What to work on: List every line in the records below that contains the string "Target", copying each such line in full. Case counts.

— start Records for the exercise —

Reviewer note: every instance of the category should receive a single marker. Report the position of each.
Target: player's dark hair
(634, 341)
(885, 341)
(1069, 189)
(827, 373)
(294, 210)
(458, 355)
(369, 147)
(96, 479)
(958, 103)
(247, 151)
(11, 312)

— end Records for the exercise —
— start Records for the exercise —

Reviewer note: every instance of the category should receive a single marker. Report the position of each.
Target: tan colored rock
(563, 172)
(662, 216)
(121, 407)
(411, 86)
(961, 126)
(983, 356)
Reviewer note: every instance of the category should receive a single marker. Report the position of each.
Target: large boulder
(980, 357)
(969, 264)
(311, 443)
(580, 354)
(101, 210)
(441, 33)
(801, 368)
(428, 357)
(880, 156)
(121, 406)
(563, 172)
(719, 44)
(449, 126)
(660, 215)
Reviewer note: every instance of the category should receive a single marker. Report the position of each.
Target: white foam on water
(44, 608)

— end Records for the exercise —

Answer to this task:
Target: player's dark hair
Target: tan colored rock
Target: large boulder
Target: white foam on water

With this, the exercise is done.